[Opening DATA FOR PROCESSING section]

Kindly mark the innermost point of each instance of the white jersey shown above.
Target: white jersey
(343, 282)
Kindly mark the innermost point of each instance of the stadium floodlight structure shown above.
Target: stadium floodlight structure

[Closing DATA FOR PROCESSING section]

The goal is a faithful transcription of every entry above.

Kindly mark the innermost point of each instance of the white jersey shown above.
Target: white jersey
(343, 282)
Kindly mark the innermost point of each instance of the stadium floodlight structure shown above.
Target: stadium floodlight structure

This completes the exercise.